# EXTRAIT DU DOCUMENT

================

Droits fondamentaux – asile – risque de tortures - violation
S'ils étaient renvoyés au Tadjikistan, les requérants seraient exposés à un risque réel d'être torturés ou soumis à des peines ou traitements inhumains ou dégradants contraires à l’article 3 de la Convention, en raison de l’appartenance du premier requérant à un parti politique qui a été interdit et déclaré organisation terroriste (22 mars)
Arrêt T.K. e.a. c. Lituanie, n°55978/20
La Cour EDH rappelle que lorsque le requérant n'a pas encore été expulsé, l'existence d'un risque de mauvais traitements doit s’apprécier au regard de la situation au moment où elle statue. En outre, dès lors qu’aucune donnée fiable ne permet d’établir un risque général au sein de l’Etat concerné, ce risque doit s’apprécier au regard de la situation personnelle des requérants. La Cour EDH relève, d’une part, que des rapports récents de sources fiables, telles que le Comité des droits de l'homme des Nations unies, Human Rights Watch ou Amnesty International, font état de mauvais traitements à l’encontre des opposants politiques, y compris des membres du parti politique dont le premier requérant était membre et qui a été interdit et déclaré organisation terroriste. D’autre part, les autorités nationales n'ont pas expliqué pourquoi le niveau de participation du premier requérant aux activités du parti était insuffisant pour faire courir un risque de mauvais traitements, ni examiné les éléments fournis par les requérants afin de prouver le contraire. Dès lors, elles n'ont pas procédé à une évaluation adéquate de l'existence d'un risque de mauvais traitements. Partant, la Cour EDH conclut à la violation de l’article 3 de la Convention.
Droits fondamentaux – arrêté d’expulsion – non violation
Un arrêté d’expulsion du territoire ne constitue pas une mesure contraire à l’article 8 de la Convention dès lors que les juridictions nationales indépendantes et impartiales ont assuré un contrôle de proportionnalité de la mesure (16 décembre)
Décision Alami c. France, requête n°43084/19
La Cour EDH rappelle que les Etats parties à la Convention disposent d’une large marge d’appréciation en matière de droit au respect de la vie privée et familiale. Elle constate qu’en l’espèce, les juridictions nationales ont ordonné la mesure litigieuse en opérant un contrôle de proportionnalité de l’atteinte portée au droit au respect de la vie privée et familiale du requérant. Elles ont procédé à une mise en balance des intérêts du requérant et de l’intérêt général, en tenant compte de la gravité des infractions pénales pour lesquelles ce dernier a été condamné à plusieurs reprises. En outre, si les juridictions nationales ont soigneusement examiné les liens du requérant avec ses enfants résidant en France, celui-ci n’a pas été en mesure de prouver une dépendance à leur égard, ou l’absence de liens sociaux et culturels dans son pays d’origine où il a vécu jusqu’à l’âge de 24 ans. Dès lors, l’exigence de proportionnalité a été respectée, et la Cour EDH n’a pas à substituer son appréciation à celle des autorités nationales compétentes. Partant, la Cour EDH rejette la requête.

================

Éléments issus d'une collection d'étiquetage
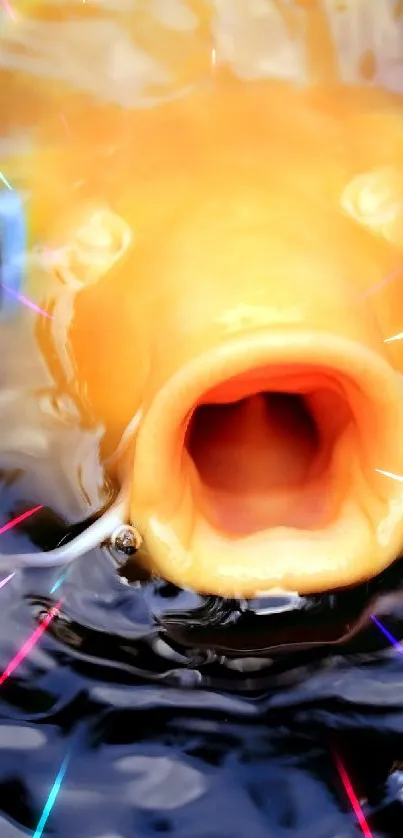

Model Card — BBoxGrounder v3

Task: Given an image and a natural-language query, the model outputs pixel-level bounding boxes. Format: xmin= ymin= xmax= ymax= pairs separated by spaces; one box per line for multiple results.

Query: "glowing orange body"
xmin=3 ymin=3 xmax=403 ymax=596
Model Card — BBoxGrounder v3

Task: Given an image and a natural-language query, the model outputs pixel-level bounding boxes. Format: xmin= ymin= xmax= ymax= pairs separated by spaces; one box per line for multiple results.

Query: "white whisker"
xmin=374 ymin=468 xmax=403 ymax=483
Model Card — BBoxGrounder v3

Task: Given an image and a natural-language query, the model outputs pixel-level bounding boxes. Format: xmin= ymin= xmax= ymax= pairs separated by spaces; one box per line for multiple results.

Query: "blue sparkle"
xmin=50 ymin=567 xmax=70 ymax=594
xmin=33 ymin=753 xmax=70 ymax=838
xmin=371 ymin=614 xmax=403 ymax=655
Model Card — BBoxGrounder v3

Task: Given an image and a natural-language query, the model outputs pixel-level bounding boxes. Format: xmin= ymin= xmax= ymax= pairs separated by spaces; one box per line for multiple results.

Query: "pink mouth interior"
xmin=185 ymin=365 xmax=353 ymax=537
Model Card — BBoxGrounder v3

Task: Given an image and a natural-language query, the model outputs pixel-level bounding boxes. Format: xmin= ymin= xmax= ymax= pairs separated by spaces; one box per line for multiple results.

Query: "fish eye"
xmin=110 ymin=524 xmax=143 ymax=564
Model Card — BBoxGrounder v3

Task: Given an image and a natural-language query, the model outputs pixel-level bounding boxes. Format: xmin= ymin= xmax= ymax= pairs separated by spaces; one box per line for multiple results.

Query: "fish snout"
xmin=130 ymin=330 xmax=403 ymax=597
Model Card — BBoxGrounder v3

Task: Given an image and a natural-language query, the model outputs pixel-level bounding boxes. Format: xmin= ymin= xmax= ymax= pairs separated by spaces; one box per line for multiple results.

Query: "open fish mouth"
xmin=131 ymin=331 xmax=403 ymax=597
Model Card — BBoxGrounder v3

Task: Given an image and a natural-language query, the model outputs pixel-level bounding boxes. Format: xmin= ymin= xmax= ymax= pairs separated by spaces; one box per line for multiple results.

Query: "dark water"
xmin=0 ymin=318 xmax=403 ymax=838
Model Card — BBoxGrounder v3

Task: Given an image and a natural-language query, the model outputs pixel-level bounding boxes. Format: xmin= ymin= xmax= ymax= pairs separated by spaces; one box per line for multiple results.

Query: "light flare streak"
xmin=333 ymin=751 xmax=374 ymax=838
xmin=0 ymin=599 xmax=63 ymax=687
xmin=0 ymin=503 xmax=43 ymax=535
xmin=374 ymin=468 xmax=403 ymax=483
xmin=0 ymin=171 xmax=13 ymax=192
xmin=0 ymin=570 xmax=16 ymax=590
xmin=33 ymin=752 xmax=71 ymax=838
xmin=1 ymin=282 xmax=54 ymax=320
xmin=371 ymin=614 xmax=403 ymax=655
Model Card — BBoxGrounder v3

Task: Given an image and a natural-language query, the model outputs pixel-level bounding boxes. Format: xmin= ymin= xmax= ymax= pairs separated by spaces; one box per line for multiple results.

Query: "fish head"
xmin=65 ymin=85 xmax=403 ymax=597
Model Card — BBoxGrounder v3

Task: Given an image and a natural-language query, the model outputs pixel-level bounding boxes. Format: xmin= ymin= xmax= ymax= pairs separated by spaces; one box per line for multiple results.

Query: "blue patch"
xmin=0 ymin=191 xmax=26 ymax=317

================

# À COMPLÉTER
[a] Répondez aux questions suivantes d'après l'extrait sur les décisions de la Cour EDH :
(i) Quel est le numéro de l'arrêt T.K. e.a. c. Lituanie ?
(ii) Jusqu'à quel âge le requérant de l'affaire Alami c. France a-t-il vécu dans son pays d'origine ?
(iii) Quel article de la Convention est en cause dans l'affaire relative à l'arrêté d'expulsion ?
[b] Recopiez fidèlement le passage de l'extrait sur les décisions de la Cour EDH qui commence par « Droits fondamentaux – asile » et se poursuit jusqu'à « terroriste (22 mars) ».
[c] Veuillez prolonger l'extrait sur les décisions de la Cour EDH à partir de sa dernière phrase.

# CORRIGÉ DE L'EXERCICE
[a]
(i) N°55978/20
(ii) Jusqu'à l'âge de 24 ans
(iii) L'article 8

[b]
Droits fondamentaux – asile – risque de tortures - violation
S'ils étaient renvoyés au Tadjikistan, les requérants seraient exposés à un risque réel d'être torturés ou soumis à des peines ou traitements inhumains ou dégradants contraires à l’article 3 de la Convention, en raison de l’appartenance du premier requérant à un parti politique qui a été interdit et déclaré organisation terroriste (22 mars)

[c]
Droits fondamentaux – détention d’un requérant souffrant de troubles psychiatriques malgré les décisions contraires des tribunaux – violation
Le maintien en détention ordinaire d’un requérant souffrant de troubles psychiatriques, malgré les décisions des tribunaux nationaux ordonnant son transfert dans un établissement adapté à son état de santé mentale, emporte violation de l’article 3 de la Convention (24 janvier)
Arrêt Sy c. Italie, requête n°11791/20
La Cour EDH relève, dans un 1er temps que le requérant n’a bénéficié d’aucune stratégie thérapeutique globale de prise en charge de sa pathologie visant à porter remède à ses problèmes de santé ou à prévenir leur aggravation, et ce, dans un contexte caractérisé par de mauvaises conditions de détention. Malgré l’incompatibilité avec son état de santé mentale, il est resté près de 2 ans en milieu pénitentiaire ordinaire. Dans un 2nd temps, la Cour EDH considère que l’absence de places dans une résidence adéquate ne peut valablement justifier le maintien du requérant en milieu pénitentiaire. Elle rappelle l’obligation de tout Etat partie à la Convention d’organiser son système pénitentiaire de manière à garantir le respect de la dignité des détenus, indépendamment de toute difficulté financière ou logistique. Partant, la détention du requérant est contraire à l’article 3 de la Convention prohibant la torture et les peines ou traitements inhumains ou dégradants.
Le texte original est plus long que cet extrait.